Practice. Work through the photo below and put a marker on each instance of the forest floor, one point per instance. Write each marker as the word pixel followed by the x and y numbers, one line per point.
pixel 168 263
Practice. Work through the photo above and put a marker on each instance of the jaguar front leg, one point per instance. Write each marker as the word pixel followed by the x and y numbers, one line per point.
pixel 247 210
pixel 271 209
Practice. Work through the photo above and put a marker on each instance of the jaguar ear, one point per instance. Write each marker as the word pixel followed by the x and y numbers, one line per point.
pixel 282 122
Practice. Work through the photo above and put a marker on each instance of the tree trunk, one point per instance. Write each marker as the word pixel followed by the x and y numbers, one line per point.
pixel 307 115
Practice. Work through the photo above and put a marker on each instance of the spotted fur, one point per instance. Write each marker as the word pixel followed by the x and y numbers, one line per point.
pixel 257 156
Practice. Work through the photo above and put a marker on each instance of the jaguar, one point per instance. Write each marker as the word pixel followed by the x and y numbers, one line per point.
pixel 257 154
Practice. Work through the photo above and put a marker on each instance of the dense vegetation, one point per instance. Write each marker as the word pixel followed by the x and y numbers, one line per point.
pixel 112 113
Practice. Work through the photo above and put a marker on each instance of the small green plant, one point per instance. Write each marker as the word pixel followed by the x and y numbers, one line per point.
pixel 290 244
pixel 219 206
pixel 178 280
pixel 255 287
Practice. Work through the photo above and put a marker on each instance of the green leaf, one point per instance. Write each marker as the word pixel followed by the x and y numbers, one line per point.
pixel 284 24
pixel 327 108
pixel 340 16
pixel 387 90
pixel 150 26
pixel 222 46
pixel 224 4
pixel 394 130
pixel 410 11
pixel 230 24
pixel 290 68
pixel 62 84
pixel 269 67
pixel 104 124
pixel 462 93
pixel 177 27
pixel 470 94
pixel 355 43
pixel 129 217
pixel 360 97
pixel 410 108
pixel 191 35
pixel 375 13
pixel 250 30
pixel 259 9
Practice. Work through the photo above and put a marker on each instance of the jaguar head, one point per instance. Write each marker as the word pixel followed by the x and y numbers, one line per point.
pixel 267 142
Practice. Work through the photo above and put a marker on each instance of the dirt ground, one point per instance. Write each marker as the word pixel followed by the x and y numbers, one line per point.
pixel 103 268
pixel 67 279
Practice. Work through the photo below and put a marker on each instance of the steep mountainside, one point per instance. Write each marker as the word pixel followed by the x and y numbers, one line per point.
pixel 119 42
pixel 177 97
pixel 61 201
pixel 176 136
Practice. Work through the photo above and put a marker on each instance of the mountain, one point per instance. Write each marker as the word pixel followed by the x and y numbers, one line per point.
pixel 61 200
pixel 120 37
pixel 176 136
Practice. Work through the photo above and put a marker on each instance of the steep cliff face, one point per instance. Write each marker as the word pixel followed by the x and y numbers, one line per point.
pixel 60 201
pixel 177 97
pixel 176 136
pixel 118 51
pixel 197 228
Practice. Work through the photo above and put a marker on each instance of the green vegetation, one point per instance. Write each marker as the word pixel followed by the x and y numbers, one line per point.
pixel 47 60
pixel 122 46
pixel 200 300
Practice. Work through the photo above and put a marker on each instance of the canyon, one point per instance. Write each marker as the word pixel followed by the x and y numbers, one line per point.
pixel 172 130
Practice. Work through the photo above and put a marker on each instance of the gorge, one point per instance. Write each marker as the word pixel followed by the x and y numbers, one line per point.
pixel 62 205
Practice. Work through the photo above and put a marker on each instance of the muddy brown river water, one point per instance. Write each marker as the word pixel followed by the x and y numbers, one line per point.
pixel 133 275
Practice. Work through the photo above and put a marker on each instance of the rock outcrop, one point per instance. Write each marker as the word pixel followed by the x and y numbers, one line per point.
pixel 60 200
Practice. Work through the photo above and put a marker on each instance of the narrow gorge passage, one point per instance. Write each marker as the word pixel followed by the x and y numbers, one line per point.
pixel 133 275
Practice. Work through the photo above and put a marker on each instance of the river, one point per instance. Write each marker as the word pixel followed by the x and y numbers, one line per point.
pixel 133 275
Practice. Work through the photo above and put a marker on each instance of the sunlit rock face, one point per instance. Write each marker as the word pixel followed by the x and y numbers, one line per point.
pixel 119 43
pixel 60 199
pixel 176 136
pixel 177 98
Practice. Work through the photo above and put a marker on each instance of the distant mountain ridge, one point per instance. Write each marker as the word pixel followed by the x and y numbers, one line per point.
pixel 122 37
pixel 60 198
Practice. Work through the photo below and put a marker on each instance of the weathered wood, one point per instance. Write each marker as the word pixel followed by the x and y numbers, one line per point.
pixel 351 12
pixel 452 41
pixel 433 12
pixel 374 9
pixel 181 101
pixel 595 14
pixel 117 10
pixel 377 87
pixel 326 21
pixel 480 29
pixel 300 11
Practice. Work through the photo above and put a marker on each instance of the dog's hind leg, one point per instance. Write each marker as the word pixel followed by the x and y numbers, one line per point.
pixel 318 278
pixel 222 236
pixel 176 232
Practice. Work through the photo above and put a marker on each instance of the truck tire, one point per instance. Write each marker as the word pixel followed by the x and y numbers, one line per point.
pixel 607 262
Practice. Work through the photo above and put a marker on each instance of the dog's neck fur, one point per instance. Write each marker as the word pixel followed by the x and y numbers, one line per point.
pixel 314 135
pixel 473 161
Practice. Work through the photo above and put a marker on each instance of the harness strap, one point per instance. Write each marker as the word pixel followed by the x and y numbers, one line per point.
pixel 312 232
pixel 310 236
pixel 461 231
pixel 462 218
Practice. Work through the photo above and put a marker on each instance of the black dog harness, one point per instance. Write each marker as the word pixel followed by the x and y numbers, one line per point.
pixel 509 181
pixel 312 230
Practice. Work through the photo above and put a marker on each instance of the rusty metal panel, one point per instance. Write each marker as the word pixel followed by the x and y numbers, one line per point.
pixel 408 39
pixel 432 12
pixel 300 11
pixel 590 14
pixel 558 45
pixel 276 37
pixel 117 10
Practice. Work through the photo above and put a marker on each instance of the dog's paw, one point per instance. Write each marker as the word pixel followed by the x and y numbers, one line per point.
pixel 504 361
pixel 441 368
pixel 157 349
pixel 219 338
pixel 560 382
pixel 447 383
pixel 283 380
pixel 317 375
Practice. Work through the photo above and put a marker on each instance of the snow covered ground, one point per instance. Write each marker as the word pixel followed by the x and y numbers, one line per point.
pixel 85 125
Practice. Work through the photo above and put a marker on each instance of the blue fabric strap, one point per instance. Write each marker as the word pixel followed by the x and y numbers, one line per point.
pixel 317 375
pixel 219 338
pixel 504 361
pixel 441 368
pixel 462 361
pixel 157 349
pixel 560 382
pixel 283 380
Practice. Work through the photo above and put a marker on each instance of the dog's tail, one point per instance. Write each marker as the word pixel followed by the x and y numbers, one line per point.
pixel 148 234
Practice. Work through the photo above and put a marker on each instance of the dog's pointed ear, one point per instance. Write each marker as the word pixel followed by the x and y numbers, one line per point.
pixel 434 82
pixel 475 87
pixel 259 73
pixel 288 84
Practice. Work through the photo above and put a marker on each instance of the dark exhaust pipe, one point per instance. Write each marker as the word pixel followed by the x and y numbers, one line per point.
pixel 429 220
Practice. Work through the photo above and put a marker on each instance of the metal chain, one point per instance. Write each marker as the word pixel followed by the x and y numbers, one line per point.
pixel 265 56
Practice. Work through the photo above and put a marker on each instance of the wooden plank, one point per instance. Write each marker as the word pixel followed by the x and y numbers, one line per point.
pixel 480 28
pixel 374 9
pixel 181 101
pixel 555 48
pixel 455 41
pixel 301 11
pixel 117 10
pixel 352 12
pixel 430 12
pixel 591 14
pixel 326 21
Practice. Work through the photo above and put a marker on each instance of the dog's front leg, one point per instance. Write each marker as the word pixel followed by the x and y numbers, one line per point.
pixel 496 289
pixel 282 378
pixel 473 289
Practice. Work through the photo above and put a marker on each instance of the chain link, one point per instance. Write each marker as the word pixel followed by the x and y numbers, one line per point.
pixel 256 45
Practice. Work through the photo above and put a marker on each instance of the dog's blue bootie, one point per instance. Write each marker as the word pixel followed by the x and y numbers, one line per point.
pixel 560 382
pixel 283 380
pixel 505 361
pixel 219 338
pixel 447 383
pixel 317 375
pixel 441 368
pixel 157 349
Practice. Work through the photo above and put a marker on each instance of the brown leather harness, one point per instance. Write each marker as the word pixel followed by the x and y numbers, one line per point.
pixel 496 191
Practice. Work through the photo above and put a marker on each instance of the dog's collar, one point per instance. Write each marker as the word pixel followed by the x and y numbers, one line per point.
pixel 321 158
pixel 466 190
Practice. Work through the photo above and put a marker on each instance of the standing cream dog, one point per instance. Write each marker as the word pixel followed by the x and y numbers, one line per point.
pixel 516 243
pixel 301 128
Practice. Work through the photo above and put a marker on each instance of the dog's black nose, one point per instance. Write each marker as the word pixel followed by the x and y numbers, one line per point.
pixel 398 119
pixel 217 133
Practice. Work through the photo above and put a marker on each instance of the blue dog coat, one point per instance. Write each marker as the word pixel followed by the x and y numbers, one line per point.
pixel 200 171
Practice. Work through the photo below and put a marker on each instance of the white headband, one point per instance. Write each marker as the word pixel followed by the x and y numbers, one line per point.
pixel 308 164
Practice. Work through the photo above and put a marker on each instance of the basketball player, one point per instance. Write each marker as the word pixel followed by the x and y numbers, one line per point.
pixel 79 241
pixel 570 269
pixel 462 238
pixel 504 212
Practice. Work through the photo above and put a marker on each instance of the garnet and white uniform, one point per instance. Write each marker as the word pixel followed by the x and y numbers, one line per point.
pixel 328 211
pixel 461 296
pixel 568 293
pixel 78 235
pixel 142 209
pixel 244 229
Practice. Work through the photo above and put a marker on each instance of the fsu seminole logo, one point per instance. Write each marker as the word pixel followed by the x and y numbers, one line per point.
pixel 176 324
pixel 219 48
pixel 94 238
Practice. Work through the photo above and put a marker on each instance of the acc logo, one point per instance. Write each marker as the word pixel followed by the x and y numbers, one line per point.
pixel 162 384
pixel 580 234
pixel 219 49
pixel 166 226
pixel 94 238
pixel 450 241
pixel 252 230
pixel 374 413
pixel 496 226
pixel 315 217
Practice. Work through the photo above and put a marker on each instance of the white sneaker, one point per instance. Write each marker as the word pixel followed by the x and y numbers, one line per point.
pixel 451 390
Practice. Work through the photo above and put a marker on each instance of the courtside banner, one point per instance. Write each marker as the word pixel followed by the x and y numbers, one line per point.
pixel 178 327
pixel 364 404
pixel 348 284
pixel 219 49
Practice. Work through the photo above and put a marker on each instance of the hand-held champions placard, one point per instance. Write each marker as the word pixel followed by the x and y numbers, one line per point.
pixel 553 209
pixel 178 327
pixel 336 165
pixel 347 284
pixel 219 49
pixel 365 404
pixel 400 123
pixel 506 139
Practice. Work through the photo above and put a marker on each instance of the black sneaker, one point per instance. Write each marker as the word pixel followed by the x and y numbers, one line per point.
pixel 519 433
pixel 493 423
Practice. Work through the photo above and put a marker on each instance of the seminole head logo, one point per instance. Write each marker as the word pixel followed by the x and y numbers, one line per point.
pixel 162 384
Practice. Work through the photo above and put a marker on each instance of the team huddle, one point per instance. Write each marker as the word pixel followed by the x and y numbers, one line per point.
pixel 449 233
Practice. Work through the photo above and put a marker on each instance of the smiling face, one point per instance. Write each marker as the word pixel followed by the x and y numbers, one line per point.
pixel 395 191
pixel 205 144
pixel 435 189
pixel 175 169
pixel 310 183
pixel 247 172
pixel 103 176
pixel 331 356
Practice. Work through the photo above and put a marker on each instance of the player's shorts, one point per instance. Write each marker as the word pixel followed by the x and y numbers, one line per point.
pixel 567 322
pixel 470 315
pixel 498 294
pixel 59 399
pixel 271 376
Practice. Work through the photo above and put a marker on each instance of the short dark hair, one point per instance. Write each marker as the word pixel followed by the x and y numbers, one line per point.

Required work:
Please write out everything from the line containing "of the spotted" down to the line containing "pixel 257 156", keeping both of those lines.

Exercise solution:
Practice. Work through the photo above and put a marker on each instance of the spotted fur, one point per instance. Write each marker as the word pixel followed by the x and y numbers, one line per point.
pixel 257 156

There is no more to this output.